SET EXERCISE
Repeat the lines beginning at the one with "BATCH JOB #417 — Object class: red" and running to the end of the material, keeping the first and last of them, exactly as they appear.

Part of a data file:
- - -

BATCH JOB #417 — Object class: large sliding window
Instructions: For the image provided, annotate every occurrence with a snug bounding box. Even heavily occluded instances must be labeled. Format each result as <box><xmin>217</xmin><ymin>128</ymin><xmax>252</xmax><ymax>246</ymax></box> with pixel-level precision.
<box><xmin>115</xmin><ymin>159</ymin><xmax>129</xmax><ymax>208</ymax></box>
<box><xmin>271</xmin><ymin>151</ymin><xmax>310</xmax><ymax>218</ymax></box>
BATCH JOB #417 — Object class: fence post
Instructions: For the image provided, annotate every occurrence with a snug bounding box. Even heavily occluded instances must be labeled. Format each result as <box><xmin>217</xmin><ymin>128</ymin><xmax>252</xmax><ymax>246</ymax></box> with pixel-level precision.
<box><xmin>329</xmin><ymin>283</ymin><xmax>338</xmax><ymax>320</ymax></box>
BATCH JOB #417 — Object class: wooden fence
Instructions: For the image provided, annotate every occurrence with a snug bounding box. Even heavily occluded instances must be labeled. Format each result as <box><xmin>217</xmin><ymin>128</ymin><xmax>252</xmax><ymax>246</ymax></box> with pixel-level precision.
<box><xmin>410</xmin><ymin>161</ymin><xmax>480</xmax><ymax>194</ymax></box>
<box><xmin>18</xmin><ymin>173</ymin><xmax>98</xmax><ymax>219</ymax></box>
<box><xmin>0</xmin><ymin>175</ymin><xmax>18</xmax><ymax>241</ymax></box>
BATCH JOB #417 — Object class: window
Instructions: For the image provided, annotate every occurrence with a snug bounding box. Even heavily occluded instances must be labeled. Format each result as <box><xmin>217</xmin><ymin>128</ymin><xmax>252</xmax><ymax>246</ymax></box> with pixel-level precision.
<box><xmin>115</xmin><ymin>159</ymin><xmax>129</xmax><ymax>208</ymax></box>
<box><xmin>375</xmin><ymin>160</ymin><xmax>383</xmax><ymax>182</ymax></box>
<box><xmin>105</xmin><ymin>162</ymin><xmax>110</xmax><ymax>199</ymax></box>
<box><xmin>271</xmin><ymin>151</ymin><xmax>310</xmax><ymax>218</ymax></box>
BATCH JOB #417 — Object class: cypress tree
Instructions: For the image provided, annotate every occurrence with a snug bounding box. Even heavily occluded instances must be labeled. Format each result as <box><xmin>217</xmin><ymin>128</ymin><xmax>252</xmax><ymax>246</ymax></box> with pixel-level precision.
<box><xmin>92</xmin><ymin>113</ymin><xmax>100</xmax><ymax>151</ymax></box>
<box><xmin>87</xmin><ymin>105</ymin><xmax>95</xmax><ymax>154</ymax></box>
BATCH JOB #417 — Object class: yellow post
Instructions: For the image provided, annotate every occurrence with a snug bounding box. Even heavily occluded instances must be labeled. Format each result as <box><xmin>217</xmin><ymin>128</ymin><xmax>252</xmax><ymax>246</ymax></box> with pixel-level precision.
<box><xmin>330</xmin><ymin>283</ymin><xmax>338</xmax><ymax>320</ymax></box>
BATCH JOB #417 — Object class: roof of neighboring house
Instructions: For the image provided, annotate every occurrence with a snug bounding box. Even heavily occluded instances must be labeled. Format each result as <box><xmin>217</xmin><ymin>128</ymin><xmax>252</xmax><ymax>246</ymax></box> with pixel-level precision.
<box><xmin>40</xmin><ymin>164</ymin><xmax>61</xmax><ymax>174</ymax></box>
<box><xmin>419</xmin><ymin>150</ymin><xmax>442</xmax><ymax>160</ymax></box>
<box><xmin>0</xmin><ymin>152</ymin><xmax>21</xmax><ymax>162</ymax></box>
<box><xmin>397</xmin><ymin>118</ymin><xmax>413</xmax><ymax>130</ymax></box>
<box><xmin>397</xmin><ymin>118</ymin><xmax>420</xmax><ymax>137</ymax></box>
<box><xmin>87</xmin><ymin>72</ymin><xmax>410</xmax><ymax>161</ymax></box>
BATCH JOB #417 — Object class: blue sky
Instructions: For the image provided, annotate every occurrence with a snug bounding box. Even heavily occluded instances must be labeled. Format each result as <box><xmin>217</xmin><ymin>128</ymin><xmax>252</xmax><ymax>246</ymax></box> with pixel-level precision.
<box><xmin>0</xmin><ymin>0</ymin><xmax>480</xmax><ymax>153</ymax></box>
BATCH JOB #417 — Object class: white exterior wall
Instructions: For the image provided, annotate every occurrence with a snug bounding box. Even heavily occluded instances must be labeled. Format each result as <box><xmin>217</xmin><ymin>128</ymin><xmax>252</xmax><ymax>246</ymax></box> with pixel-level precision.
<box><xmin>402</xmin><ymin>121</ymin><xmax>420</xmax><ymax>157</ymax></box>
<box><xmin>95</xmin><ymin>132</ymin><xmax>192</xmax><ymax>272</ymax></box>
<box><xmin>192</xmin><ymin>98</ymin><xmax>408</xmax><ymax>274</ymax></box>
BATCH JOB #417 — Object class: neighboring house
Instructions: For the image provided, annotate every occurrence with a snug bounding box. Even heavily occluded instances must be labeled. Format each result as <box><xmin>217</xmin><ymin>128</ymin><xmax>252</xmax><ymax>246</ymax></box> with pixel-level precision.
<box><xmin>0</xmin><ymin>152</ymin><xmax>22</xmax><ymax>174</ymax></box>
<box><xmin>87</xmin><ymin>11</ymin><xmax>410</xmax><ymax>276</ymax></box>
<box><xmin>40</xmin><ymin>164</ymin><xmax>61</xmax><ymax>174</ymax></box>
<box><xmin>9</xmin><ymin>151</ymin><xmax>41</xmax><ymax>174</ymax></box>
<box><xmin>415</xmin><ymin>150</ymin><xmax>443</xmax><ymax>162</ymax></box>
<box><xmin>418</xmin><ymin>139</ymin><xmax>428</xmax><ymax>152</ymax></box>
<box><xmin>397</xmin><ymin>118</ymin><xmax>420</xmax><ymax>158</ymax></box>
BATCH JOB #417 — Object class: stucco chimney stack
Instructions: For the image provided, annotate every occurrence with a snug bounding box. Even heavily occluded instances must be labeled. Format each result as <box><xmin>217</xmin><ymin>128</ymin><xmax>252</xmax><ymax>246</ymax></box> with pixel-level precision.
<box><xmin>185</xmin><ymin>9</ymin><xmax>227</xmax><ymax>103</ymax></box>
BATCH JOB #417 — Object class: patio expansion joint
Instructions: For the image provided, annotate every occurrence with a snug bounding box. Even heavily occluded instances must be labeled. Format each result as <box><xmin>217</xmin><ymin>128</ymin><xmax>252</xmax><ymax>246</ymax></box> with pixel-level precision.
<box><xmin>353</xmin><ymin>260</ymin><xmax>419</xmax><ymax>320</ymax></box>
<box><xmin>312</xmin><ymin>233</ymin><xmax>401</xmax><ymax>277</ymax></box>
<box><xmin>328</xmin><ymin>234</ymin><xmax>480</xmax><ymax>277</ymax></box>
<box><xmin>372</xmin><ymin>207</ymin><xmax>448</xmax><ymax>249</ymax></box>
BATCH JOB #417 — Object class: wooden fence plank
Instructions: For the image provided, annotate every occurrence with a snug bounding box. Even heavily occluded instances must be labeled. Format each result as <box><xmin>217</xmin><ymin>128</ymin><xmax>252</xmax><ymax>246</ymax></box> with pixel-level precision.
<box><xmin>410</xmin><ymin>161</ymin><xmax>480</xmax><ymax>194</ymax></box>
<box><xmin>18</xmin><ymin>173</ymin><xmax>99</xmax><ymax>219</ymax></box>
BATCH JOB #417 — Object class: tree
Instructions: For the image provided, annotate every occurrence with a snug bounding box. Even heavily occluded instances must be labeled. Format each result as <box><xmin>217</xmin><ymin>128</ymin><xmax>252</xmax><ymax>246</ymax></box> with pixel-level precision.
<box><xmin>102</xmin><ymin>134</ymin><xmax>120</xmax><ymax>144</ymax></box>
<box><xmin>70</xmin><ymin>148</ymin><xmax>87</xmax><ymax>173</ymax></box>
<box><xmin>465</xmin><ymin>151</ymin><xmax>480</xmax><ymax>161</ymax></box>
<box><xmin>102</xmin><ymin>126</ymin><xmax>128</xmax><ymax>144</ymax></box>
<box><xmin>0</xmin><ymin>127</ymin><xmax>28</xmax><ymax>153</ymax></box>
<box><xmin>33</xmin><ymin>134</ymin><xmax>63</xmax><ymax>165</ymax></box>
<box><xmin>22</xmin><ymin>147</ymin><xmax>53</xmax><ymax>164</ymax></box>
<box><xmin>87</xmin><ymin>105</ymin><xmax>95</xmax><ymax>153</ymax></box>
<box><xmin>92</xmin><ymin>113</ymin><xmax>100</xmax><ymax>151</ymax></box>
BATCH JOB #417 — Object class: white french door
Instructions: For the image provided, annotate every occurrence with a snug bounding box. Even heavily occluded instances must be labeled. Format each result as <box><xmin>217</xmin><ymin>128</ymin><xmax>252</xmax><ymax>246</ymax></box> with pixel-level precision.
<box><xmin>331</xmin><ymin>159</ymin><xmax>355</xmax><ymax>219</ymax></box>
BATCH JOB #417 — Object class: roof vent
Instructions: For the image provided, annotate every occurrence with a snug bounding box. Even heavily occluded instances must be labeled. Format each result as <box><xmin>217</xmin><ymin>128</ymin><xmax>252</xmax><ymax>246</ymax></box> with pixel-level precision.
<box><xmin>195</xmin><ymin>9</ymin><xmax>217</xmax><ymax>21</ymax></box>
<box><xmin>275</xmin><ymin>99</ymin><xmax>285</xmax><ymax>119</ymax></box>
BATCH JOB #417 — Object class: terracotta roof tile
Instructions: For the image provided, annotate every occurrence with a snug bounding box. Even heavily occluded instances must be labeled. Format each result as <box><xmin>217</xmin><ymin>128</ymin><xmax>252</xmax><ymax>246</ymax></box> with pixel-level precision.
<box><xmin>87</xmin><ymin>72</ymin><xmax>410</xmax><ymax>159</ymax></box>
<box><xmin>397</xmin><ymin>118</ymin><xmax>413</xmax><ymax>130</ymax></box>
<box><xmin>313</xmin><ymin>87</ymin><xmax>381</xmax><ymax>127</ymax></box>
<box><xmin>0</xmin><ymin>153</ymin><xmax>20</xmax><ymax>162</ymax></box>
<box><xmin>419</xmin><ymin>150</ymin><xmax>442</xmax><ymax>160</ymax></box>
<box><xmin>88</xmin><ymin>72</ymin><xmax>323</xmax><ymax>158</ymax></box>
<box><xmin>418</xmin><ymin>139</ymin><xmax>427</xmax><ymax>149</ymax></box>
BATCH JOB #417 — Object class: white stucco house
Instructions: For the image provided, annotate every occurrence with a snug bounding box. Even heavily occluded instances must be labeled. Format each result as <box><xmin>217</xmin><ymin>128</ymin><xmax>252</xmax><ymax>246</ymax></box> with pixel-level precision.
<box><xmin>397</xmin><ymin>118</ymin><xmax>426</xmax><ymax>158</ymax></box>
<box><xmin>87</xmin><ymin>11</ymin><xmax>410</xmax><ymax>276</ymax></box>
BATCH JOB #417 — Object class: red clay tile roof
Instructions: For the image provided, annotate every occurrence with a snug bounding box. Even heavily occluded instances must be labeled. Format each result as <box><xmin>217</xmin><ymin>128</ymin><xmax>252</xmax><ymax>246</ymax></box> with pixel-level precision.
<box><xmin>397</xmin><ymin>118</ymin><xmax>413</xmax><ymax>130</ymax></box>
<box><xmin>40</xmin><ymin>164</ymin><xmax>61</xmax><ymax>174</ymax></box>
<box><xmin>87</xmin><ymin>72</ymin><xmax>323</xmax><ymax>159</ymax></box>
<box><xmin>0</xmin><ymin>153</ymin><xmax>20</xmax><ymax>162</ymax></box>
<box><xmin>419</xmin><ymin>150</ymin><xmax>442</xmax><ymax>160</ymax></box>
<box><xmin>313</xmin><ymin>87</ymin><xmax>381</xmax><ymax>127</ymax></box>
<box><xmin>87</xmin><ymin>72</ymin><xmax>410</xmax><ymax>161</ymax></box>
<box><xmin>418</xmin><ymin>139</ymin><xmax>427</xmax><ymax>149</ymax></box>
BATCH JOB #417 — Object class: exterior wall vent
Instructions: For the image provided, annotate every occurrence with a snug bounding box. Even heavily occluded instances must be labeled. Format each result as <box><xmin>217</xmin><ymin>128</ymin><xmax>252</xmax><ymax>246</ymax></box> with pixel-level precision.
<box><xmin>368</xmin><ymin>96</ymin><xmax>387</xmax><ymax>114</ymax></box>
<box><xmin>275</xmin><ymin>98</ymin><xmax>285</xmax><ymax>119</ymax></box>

- - -

RESULT OF THIS EXERCISE
BATCH JOB #417 — Object class: red clay tile roof
Instructions: For the image provided, annotate every occurrence with a snug bounding box. Even heavily occluded instances must be labeled. Format each result as <box><xmin>217</xmin><ymin>128</ymin><xmax>252</xmax><ymax>246</ymax></box> with pixel-level precision.
<box><xmin>397</xmin><ymin>118</ymin><xmax>413</xmax><ymax>130</ymax></box>
<box><xmin>40</xmin><ymin>164</ymin><xmax>61</xmax><ymax>174</ymax></box>
<box><xmin>87</xmin><ymin>72</ymin><xmax>323</xmax><ymax>159</ymax></box>
<box><xmin>0</xmin><ymin>153</ymin><xmax>20</xmax><ymax>162</ymax></box>
<box><xmin>419</xmin><ymin>150</ymin><xmax>442</xmax><ymax>160</ymax></box>
<box><xmin>313</xmin><ymin>87</ymin><xmax>381</xmax><ymax>127</ymax></box>
<box><xmin>87</xmin><ymin>72</ymin><xmax>410</xmax><ymax>161</ymax></box>
<box><xmin>418</xmin><ymin>139</ymin><xmax>427</xmax><ymax>149</ymax></box>
BATCH JOB #417 — Object class: exterior wall vent
Instructions: For the image provided, annotate every occurrence with a snug bounding box. Even heavily occluded instances must be labeled. Format each result as <box><xmin>217</xmin><ymin>128</ymin><xmax>252</xmax><ymax>246</ymax></box> with pixel-level precision.
<box><xmin>368</xmin><ymin>96</ymin><xmax>387</xmax><ymax>114</ymax></box>
<box><xmin>275</xmin><ymin>98</ymin><xmax>285</xmax><ymax>119</ymax></box>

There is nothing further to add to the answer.